### Exercise material ###

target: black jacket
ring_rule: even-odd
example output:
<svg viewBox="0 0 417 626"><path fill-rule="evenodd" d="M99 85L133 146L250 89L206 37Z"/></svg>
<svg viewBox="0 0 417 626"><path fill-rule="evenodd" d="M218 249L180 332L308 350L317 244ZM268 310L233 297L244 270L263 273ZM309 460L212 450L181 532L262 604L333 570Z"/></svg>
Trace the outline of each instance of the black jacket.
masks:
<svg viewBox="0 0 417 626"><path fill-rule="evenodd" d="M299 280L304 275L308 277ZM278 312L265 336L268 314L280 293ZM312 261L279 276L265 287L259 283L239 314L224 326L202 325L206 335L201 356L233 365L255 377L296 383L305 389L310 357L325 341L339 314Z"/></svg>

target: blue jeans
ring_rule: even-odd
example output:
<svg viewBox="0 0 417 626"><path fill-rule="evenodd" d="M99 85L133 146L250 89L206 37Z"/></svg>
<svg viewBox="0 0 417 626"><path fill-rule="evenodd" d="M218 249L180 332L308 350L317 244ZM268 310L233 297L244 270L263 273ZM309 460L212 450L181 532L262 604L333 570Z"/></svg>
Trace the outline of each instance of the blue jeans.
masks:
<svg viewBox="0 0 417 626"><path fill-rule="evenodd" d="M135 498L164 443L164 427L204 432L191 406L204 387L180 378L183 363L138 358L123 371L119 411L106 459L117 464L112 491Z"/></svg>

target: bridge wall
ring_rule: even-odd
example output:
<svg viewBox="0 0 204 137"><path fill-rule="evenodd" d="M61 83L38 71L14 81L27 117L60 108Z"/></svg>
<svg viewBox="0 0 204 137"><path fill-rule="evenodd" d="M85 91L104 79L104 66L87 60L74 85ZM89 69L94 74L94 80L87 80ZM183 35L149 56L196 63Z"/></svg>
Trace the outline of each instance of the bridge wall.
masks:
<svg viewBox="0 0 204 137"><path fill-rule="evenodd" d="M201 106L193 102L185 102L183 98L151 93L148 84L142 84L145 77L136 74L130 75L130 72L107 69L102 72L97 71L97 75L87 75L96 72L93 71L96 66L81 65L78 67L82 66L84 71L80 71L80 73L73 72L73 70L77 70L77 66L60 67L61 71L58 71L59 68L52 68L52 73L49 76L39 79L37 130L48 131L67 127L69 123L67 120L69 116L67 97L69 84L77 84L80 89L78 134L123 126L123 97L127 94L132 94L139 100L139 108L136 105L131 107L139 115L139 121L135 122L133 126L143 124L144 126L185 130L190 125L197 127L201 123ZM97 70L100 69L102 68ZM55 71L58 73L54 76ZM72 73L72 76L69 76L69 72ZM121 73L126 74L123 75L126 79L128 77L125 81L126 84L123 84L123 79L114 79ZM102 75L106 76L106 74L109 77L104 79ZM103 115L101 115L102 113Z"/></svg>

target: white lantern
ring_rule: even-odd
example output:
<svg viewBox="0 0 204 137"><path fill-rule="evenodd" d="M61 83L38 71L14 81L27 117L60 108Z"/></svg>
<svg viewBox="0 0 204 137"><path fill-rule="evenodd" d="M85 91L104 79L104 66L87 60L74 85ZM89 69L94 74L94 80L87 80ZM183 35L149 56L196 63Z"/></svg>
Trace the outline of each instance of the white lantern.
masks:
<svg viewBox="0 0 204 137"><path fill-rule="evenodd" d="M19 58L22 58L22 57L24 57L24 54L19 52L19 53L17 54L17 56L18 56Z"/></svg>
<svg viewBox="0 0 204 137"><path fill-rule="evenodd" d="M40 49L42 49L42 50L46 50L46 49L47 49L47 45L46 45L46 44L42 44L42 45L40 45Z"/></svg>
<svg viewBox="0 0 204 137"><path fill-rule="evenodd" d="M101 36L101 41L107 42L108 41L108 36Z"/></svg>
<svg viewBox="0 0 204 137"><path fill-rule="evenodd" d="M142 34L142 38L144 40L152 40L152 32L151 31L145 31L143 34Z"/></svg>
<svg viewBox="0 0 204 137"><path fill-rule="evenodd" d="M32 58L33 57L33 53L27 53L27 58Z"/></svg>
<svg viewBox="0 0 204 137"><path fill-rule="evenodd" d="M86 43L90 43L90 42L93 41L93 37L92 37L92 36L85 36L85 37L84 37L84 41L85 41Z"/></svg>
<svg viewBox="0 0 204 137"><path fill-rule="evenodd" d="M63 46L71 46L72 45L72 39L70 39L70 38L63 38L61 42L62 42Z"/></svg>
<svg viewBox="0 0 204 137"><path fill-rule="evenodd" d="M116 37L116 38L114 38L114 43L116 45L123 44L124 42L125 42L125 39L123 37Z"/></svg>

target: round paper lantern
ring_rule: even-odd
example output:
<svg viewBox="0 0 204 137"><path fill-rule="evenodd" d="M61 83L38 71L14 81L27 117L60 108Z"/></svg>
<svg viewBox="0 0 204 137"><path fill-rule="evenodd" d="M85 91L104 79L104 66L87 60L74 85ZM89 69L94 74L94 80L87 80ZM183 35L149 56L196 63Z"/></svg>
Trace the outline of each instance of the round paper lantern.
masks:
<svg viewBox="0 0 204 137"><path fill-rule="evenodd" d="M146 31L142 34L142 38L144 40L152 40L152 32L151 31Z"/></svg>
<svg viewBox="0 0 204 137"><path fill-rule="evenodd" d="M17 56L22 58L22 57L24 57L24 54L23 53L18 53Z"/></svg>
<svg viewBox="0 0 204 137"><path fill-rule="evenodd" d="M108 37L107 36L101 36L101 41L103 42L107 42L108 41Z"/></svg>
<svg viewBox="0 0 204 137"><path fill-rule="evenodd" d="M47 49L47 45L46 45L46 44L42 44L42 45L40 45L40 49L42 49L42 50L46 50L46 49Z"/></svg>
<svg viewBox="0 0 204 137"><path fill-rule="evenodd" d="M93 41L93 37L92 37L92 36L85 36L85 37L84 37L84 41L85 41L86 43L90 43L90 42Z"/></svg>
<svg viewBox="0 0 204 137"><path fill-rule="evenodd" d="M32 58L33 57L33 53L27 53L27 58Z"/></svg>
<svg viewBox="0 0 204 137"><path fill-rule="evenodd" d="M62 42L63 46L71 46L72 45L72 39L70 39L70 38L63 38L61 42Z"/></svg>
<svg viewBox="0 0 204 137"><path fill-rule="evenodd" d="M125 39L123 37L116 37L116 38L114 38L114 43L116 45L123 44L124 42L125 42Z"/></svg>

###

• [To do] Copy the records exactly, keeping every word in place.

• [Final answer]
target: black jacket
ring_rule: even-odd
example output:
<svg viewBox="0 0 417 626"><path fill-rule="evenodd" d="M99 85L133 146L250 89L206 37Z"/></svg>
<svg viewBox="0 0 417 626"><path fill-rule="evenodd" d="M218 249L180 332L308 350L317 244ZM268 310L233 297L244 270L263 273ZM309 460L212 450L181 532L262 604L333 570Z"/></svg>
Trace the outline of each instance of the black jacket.
masks:
<svg viewBox="0 0 417 626"><path fill-rule="evenodd" d="M299 280L304 275L308 277ZM278 312L265 336L268 314L280 293ZM312 261L279 276L265 287L259 283L239 314L224 326L202 325L206 335L201 356L233 365L255 377L296 383L305 389L310 357L325 341L339 314Z"/></svg>

target: blue jeans
ring_rule: even-odd
example output:
<svg viewBox="0 0 417 626"><path fill-rule="evenodd" d="M99 85L133 146L250 89L206 37Z"/></svg>
<svg viewBox="0 0 417 626"><path fill-rule="evenodd" d="M218 249L180 332L308 350L317 244ZM268 310L233 297L244 270L263 273ZM309 460L212 450L181 532L262 604L333 570Z"/></svg>
Trace the outline of each instance of the blue jeans.
masks:
<svg viewBox="0 0 417 626"><path fill-rule="evenodd" d="M135 498L164 443L164 427L204 432L191 406L204 387L180 378L183 363L138 358L123 371L119 411L106 459L117 464L112 491Z"/></svg>

target: bridge wall
ring_rule: even-odd
example output:
<svg viewBox="0 0 204 137"><path fill-rule="evenodd" d="M61 83L38 71L14 81L27 117L60 108Z"/></svg>
<svg viewBox="0 0 204 137"><path fill-rule="evenodd" d="M85 91L104 79L104 66L87 60L74 85ZM89 69L94 74L94 80L87 80ZM183 35L149 56L196 63Z"/></svg>
Trace the outline of each instance of the bridge wall.
masks:
<svg viewBox="0 0 204 137"><path fill-rule="evenodd" d="M201 106L193 102L185 102L183 98L151 93L148 84L142 84L145 77L136 74L130 75L130 72L107 69L102 72L97 71L97 75L87 75L96 72L93 71L96 66L81 65L78 67L82 66L84 71L80 71L80 73L73 72L73 70L77 70L77 66L60 67L61 71L58 71L59 68L52 68L52 73L49 76L39 79L37 130L48 131L67 127L69 123L67 120L69 116L67 97L69 84L77 84L80 89L78 134L123 126L123 97L127 94L132 94L139 100L139 108L136 105L131 107L139 115L139 121L135 122L133 126L143 124L144 126L185 130L190 125L197 127L201 123ZM97 70L100 69L102 68ZM55 71L58 73L54 76ZM72 73L72 76L69 76L69 72ZM121 73L126 74L123 75L126 79L128 77L125 81L126 84L123 84L123 79L114 79ZM102 75L106 76L106 74L109 77L104 79ZM103 115L101 115L102 113Z"/></svg>

target: white lantern
ring_rule: even-odd
example output:
<svg viewBox="0 0 204 137"><path fill-rule="evenodd" d="M61 83L38 71L14 81L27 117L60 108Z"/></svg>
<svg viewBox="0 0 204 137"><path fill-rule="evenodd" d="M85 91L104 79L104 66L87 60L74 85ZM89 69L94 74L94 80L87 80ZM183 35L149 56L196 63Z"/></svg>
Trace the outline of each instance of the white lantern.
masks:
<svg viewBox="0 0 204 137"><path fill-rule="evenodd" d="M19 58L22 58L22 57L24 57L24 54L19 52L19 53L17 54L17 56L18 56Z"/></svg>
<svg viewBox="0 0 204 137"><path fill-rule="evenodd" d="M40 49L42 49L42 50L46 50L46 49L47 49L47 45L46 45L46 44L42 44L42 45L40 45Z"/></svg>
<svg viewBox="0 0 204 137"><path fill-rule="evenodd" d="M101 36L101 41L107 42L108 41L108 36Z"/></svg>
<svg viewBox="0 0 204 137"><path fill-rule="evenodd" d="M142 34L142 38L144 40L152 40L152 32L151 31L145 31L143 34Z"/></svg>
<svg viewBox="0 0 204 137"><path fill-rule="evenodd" d="M32 58L33 57L33 53L27 53L27 58Z"/></svg>
<svg viewBox="0 0 204 137"><path fill-rule="evenodd" d="M86 43L90 43L90 42L93 41L93 37L92 37L92 36L85 36L85 37L84 37L84 41L85 41Z"/></svg>
<svg viewBox="0 0 204 137"><path fill-rule="evenodd" d="M63 46L71 46L72 45L72 39L70 39L70 38L63 38L61 42L62 42Z"/></svg>
<svg viewBox="0 0 204 137"><path fill-rule="evenodd" d="M116 37L116 38L114 38L114 43L116 45L123 44L124 42L125 42L125 39L123 37Z"/></svg>

target: round paper lantern
ring_rule: even-odd
example output:
<svg viewBox="0 0 204 137"><path fill-rule="evenodd" d="M61 83L38 71L14 81L27 117L60 108Z"/></svg>
<svg viewBox="0 0 204 137"><path fill-rule="evenodd" d="M85 91L104 79L104 66L87 60L74 85ZM89 69L94 74L94 80L87 80ZM183 35L149 56L196 63Z"/></svg>
Trace the outline of each instance of the round paper lantern.
masks:
<svg viewBox="0 0 204 137"><path fill-rule="evenodd" d="M146 31L142 34L142 38L144 40L152 40L152 32L151 31Z"/></svg>
<svg viewBox="0 0 204 137"><path fill-rule="evenodd" d="M17 56L22 58L22 57L24 57L24 54L23 53L18 53Z"/></svg>
<svg viewBox="0 0 204 137"><path fill-rule="evenodd" d="M108 37L107 36L101 36L101 41L103 42L107 42L108 41Z"/></svg>
<svg viewBox="0 0 204 137"><path fill-rule="evenodd" d="M47 49L47 45L46 45L46 44L42 44L42 45L40 45L40 49L42 49L42 50L46 50L46 49Z"/></svg>
<svg viewBox="0 0 204 137"><path fill-rule="evenodd" d="M93 41L93 37L92 37L92 36L85 36L85 37L84 37L84 41L85 41L86 43L90 43L90 42Z"/></svg>
<svg viewBox="0 0 204 137"><path fill-rule="evenodd" d="M32 58L33 57L33 53L27 53L27 58Z"/></svg>
<svg viewBox="0 0 204 137"><path fill-rule="evenodd" d="M62 42L63 46L71 46L72 45L72 39L70 39L70 38L63 38L61 42Z"/></svg>
<svg viewBox="0 0 204 137"><path fill-rule="evenodd" d="M125 39L123 37L116 37L116 38L114 38L114 43L116 45L123 44L124 42L125 42Z"/></svg>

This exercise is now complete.